-------- Information shown

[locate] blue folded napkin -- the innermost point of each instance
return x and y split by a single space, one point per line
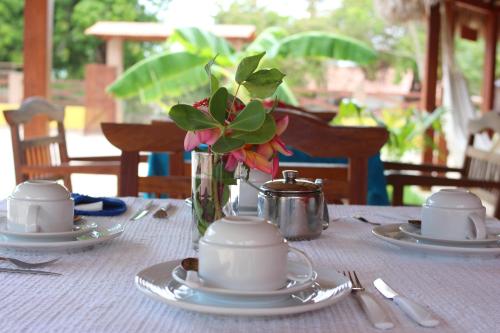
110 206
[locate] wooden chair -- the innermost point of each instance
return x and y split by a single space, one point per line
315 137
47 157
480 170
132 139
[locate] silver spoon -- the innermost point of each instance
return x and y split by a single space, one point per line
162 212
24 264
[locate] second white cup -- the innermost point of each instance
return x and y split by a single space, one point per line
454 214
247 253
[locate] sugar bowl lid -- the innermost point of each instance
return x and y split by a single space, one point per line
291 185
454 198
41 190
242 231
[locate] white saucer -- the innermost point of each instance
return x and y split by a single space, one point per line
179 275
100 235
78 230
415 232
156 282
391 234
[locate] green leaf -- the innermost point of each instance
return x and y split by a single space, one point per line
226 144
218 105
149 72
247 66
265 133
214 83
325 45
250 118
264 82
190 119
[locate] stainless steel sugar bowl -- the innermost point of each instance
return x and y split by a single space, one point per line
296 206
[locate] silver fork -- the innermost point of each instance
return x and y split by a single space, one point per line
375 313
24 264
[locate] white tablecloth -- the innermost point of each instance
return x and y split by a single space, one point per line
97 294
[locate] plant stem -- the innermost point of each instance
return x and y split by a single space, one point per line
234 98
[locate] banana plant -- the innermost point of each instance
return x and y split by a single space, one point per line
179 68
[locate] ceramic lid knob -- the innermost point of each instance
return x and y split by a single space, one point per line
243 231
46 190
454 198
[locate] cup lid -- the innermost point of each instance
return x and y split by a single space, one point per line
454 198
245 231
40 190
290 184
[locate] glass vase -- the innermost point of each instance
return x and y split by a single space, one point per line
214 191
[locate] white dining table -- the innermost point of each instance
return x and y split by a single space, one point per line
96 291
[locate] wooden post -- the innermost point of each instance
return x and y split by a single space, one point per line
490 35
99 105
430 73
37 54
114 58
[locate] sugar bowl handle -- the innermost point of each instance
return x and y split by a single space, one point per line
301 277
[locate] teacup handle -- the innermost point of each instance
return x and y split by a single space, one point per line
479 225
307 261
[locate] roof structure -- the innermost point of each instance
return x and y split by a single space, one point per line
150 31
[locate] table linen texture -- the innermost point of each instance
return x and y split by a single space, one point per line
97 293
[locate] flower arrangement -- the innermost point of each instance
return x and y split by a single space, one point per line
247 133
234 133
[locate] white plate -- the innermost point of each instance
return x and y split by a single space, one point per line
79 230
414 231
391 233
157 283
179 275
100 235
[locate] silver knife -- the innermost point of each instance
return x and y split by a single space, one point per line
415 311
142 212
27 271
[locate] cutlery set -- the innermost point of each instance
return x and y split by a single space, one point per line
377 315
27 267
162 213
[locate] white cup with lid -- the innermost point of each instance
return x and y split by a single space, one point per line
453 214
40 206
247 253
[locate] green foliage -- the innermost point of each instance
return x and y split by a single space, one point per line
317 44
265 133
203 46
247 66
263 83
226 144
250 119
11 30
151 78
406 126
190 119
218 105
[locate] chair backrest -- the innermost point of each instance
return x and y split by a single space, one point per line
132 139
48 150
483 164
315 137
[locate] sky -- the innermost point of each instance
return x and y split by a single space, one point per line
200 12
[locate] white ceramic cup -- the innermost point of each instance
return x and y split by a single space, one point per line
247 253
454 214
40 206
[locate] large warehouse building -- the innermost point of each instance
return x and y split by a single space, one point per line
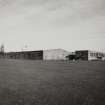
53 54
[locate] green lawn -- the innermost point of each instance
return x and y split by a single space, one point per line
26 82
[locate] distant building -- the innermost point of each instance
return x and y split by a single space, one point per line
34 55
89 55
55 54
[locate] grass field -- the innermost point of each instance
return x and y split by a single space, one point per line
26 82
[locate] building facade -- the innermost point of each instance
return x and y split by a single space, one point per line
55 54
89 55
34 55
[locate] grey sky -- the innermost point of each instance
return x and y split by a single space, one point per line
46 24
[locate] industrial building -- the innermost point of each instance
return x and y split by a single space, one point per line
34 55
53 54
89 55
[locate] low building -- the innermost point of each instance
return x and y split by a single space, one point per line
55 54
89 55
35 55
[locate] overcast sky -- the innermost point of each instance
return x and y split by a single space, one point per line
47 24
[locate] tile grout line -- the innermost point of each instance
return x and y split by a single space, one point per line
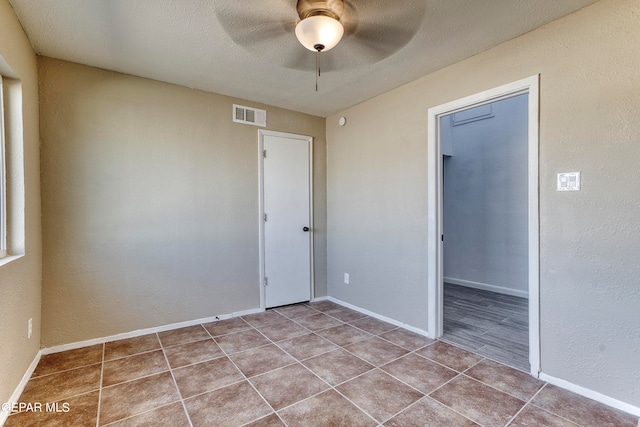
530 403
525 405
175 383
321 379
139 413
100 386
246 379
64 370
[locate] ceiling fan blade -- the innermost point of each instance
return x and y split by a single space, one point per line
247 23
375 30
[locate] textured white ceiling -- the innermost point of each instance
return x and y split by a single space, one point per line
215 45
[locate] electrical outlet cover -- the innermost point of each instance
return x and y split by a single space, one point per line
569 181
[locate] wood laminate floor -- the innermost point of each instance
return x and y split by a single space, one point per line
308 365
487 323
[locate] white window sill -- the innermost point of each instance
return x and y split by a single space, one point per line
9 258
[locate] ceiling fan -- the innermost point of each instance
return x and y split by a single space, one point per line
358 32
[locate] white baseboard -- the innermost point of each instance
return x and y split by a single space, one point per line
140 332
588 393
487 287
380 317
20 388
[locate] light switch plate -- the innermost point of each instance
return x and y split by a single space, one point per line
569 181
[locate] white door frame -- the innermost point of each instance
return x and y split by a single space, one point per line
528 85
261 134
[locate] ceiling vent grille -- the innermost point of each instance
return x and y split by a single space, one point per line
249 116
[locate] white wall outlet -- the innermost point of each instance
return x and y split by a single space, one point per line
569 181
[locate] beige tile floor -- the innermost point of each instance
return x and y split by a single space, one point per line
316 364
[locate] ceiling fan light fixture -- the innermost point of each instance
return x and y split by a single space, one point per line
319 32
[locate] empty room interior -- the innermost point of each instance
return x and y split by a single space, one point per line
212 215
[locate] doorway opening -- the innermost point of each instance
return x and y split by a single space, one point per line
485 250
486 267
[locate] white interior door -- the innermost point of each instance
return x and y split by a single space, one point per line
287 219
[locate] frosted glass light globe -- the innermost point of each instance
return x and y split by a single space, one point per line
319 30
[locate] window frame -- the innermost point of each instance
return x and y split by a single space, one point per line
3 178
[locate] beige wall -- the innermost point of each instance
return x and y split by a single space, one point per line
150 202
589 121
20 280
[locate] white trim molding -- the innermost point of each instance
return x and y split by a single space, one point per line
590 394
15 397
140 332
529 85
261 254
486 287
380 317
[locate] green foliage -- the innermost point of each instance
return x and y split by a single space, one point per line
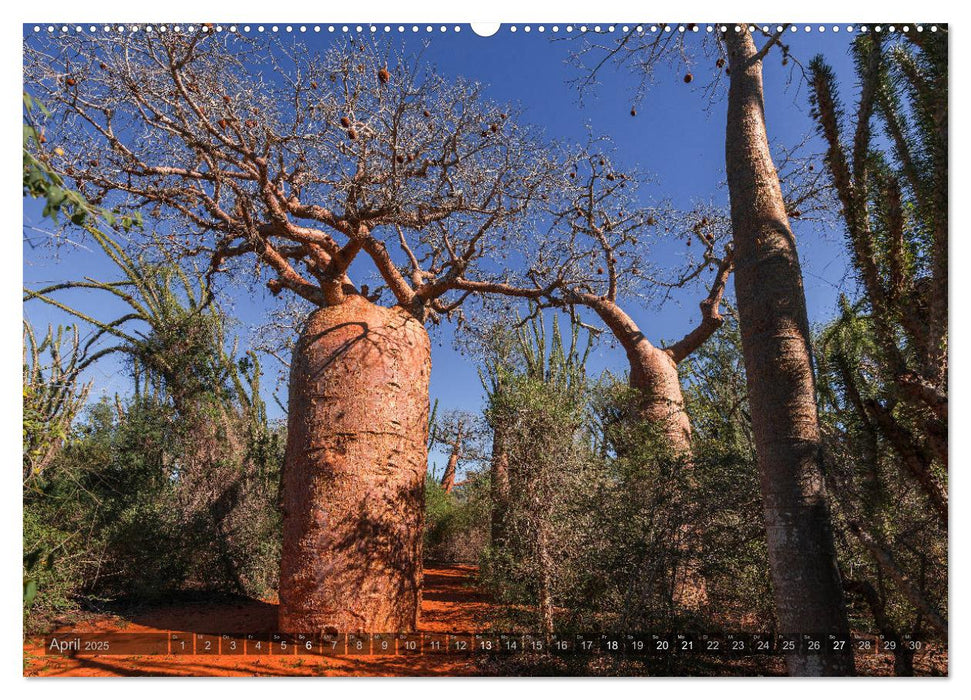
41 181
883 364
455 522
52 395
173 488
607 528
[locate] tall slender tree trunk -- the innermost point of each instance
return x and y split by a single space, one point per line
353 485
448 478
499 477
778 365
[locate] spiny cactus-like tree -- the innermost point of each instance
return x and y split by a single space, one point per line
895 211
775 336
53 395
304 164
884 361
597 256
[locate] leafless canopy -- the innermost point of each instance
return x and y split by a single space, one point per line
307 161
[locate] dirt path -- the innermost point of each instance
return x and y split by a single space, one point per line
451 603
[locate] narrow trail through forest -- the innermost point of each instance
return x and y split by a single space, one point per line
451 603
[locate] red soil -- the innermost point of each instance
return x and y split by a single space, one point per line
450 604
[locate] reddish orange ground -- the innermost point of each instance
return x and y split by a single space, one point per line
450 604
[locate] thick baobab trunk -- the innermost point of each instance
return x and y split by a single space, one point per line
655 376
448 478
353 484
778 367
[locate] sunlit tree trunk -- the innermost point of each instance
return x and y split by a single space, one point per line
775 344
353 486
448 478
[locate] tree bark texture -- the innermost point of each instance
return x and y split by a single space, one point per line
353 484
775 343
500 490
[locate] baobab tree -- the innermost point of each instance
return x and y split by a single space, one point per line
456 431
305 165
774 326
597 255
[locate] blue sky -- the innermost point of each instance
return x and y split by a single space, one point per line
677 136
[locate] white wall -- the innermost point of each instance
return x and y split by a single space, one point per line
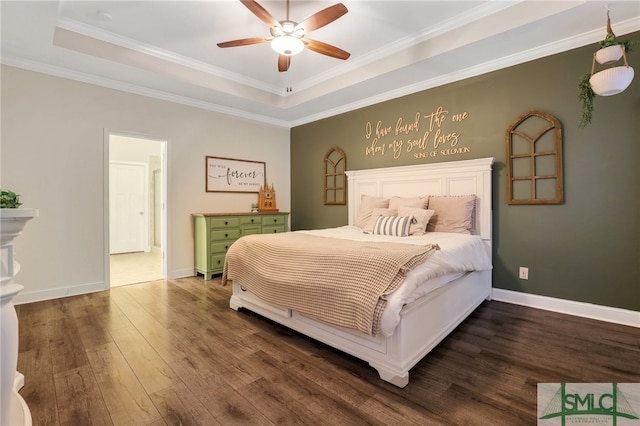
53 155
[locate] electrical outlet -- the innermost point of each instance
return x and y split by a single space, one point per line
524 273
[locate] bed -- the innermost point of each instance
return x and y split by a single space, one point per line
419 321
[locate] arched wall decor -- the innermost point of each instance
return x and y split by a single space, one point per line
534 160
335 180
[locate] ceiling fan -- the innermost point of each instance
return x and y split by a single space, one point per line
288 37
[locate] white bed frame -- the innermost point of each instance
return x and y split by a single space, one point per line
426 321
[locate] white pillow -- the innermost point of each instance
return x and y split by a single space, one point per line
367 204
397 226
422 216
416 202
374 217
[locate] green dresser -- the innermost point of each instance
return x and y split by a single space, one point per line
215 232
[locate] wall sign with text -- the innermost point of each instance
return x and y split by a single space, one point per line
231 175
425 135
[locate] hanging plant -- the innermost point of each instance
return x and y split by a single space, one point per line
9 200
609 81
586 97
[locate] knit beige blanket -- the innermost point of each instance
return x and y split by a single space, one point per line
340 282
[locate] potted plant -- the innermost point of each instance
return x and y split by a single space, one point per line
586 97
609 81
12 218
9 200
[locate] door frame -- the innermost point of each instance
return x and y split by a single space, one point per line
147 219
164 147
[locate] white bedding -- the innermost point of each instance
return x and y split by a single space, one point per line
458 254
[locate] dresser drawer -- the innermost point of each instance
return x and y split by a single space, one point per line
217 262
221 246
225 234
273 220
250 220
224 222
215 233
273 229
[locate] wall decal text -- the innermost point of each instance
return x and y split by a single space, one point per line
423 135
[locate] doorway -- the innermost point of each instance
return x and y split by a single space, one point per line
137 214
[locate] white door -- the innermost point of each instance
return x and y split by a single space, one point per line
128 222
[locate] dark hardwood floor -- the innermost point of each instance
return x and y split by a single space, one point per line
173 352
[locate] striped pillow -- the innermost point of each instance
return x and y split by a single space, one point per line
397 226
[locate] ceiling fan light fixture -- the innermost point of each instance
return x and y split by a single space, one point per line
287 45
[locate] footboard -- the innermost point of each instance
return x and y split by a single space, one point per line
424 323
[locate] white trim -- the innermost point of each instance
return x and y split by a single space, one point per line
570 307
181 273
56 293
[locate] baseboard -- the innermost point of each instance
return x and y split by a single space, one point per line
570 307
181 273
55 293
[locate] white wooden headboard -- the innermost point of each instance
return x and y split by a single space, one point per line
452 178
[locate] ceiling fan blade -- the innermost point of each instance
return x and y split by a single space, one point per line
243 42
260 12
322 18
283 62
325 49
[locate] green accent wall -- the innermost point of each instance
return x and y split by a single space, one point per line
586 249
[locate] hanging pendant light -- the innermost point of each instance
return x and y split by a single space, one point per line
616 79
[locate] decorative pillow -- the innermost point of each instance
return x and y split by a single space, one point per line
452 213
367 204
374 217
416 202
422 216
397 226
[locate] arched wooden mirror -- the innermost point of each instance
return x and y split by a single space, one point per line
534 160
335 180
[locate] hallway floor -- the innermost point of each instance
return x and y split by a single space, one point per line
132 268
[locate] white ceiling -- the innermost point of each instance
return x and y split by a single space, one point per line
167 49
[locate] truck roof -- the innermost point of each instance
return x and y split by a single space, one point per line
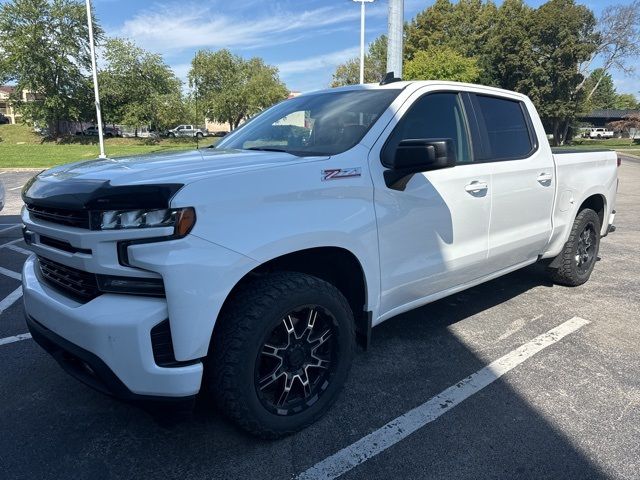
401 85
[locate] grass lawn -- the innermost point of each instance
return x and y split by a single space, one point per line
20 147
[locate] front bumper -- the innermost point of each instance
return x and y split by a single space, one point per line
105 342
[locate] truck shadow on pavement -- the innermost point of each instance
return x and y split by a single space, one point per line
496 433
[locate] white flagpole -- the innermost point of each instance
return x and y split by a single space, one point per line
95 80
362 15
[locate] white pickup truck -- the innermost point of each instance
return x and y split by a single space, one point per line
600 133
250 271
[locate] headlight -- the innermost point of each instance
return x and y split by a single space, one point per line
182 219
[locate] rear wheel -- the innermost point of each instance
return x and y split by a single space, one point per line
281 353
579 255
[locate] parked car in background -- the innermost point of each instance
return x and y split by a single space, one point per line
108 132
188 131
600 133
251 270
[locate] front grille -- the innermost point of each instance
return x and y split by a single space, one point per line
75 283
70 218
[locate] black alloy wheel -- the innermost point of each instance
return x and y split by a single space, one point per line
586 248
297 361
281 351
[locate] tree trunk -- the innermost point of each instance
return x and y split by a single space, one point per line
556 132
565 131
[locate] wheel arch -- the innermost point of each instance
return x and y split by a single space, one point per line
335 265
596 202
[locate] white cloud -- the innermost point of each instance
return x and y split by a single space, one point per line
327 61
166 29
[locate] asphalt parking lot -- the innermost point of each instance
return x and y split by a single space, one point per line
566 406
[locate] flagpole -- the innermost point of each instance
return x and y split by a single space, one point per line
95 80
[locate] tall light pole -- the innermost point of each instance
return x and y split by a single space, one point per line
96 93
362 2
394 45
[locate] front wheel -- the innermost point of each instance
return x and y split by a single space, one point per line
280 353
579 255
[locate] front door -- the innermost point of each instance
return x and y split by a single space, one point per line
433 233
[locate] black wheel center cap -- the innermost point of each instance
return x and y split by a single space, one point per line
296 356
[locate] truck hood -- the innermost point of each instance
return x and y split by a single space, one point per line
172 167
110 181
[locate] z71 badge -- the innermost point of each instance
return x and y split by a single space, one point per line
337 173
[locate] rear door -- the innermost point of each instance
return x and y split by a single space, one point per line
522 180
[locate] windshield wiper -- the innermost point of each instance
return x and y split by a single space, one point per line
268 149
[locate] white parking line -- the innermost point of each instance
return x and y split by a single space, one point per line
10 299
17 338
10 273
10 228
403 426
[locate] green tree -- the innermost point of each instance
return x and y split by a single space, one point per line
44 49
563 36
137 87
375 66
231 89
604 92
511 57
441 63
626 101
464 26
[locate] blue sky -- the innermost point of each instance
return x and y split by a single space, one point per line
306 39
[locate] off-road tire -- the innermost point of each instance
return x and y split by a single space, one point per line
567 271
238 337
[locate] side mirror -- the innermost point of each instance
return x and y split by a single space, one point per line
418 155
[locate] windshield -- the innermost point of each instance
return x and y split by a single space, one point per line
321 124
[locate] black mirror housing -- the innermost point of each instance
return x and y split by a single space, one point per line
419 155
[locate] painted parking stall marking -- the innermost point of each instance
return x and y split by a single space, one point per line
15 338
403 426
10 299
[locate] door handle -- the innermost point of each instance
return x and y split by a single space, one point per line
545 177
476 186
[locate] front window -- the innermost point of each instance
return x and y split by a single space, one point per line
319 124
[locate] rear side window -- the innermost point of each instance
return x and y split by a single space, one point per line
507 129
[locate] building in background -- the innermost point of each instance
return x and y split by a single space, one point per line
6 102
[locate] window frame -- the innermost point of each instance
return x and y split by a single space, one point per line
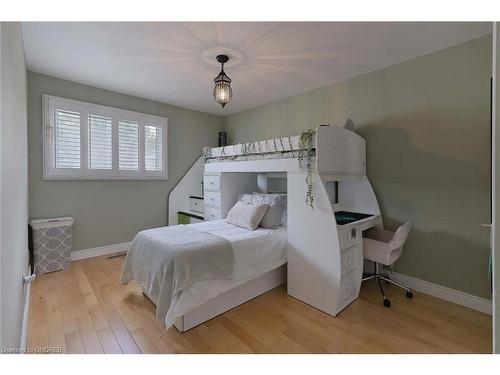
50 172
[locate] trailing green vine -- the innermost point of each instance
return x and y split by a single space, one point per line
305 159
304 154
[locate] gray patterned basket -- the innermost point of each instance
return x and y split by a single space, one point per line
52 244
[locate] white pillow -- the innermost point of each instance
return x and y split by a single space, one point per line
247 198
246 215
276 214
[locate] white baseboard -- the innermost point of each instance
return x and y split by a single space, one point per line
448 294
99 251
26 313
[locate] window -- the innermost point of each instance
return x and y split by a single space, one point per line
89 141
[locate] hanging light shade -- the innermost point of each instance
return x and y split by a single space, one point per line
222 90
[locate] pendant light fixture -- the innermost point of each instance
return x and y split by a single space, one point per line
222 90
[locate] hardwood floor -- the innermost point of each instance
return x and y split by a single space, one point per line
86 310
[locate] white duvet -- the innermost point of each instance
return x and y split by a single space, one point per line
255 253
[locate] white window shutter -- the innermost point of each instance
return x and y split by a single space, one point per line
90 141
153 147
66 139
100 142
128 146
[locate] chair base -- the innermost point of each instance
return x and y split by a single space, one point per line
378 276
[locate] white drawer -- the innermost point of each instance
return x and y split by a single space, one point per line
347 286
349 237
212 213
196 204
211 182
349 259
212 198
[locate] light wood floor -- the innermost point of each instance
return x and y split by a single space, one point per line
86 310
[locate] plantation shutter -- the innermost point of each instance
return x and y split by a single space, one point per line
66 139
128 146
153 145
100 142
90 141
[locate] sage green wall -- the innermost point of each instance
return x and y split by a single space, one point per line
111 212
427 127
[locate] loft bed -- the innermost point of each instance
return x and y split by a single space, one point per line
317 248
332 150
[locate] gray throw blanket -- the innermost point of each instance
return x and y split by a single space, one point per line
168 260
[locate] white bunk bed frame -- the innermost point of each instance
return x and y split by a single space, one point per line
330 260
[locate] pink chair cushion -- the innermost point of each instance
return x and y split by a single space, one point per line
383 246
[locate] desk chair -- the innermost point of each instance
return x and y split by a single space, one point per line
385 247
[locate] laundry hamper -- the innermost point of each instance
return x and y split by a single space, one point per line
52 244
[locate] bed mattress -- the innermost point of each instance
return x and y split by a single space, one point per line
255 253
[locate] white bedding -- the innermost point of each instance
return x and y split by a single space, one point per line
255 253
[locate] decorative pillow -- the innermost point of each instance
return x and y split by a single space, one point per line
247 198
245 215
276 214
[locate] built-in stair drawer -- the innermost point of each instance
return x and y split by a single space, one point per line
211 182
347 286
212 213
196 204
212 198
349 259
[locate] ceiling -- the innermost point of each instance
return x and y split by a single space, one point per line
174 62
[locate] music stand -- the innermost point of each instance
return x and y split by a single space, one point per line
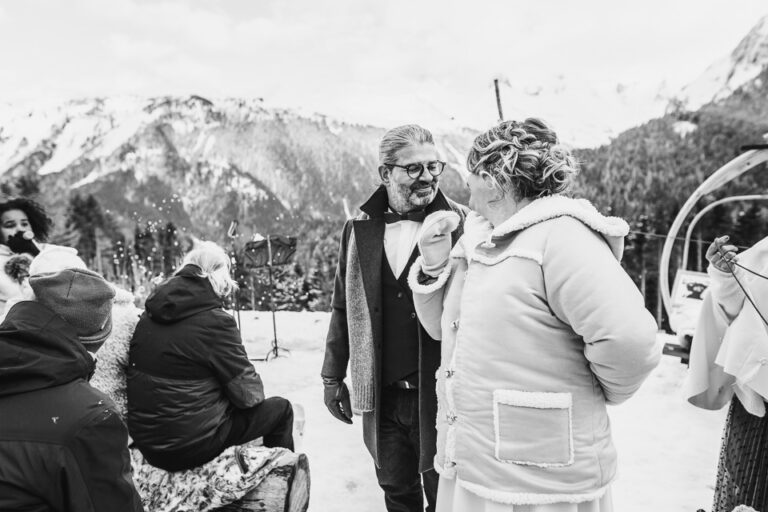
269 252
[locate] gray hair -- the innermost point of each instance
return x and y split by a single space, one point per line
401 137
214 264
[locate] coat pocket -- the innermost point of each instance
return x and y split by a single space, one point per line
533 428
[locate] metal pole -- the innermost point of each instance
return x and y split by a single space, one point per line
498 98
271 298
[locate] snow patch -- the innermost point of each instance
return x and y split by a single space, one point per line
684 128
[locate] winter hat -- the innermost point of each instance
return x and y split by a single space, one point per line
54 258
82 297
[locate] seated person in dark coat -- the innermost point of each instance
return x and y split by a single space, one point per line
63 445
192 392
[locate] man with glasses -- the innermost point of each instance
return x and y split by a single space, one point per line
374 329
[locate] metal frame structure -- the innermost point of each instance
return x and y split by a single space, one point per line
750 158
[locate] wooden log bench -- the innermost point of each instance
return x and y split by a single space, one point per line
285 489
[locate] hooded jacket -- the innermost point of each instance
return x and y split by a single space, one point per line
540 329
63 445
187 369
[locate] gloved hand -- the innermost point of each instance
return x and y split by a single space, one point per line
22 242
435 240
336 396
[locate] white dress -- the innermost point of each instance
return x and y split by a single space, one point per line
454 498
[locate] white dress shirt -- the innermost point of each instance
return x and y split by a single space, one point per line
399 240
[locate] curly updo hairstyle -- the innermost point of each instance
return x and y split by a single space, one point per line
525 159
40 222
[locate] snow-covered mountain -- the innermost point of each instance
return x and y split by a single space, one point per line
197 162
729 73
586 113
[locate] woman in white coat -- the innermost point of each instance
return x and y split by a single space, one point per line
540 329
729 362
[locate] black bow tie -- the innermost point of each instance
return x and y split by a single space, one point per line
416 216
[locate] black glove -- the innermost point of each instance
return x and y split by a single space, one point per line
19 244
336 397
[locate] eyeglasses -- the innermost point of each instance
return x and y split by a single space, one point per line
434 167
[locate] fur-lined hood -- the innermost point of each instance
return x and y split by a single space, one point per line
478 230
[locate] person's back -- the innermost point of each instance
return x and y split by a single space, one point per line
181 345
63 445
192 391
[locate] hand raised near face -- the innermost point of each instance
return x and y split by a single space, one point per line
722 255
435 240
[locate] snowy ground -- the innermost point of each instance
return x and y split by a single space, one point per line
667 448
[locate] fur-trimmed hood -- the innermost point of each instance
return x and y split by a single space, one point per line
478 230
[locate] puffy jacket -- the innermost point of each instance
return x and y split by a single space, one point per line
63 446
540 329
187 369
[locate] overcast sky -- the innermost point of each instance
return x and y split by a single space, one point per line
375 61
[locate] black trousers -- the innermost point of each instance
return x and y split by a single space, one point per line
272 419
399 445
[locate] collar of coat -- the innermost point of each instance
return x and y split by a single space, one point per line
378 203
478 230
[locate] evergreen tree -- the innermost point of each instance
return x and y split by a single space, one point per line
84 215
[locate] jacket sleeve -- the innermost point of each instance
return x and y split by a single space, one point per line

----------------

# [Written instruction]
Copy out exactly the lines between the line with "[locate] fur-trimmed hood" and the last line of the entries, counting both of those lines.

# [Output below]
[locate] fur-trimmed hood -- the innermost point of each instance
return x and y split by a single space, one point per line
478 230
[locate] puffy jacket -- the innermost point of each instance
return x and y split by a single space, one point per line
63 446
540 329
187 369
[locate] overcast sky -- the innermost point of each instance
return x and y split by a single space, one point per line
375 61
[locate] black trousers -- the innermost point of each instance
return x and y split by a single space, one point per line
272 419
399 445
[locate] collar of coat -- the innermost point of each instance
return x and y split by a single space, one point per line
378 203
478 230
[locate] evergreen tree -- the innermost point of each instance
return x and y split by a single space, one point per line
84 215
[locate] jacket sleeve -- the innermost point of each instance
return x and y split by a single space, one point per line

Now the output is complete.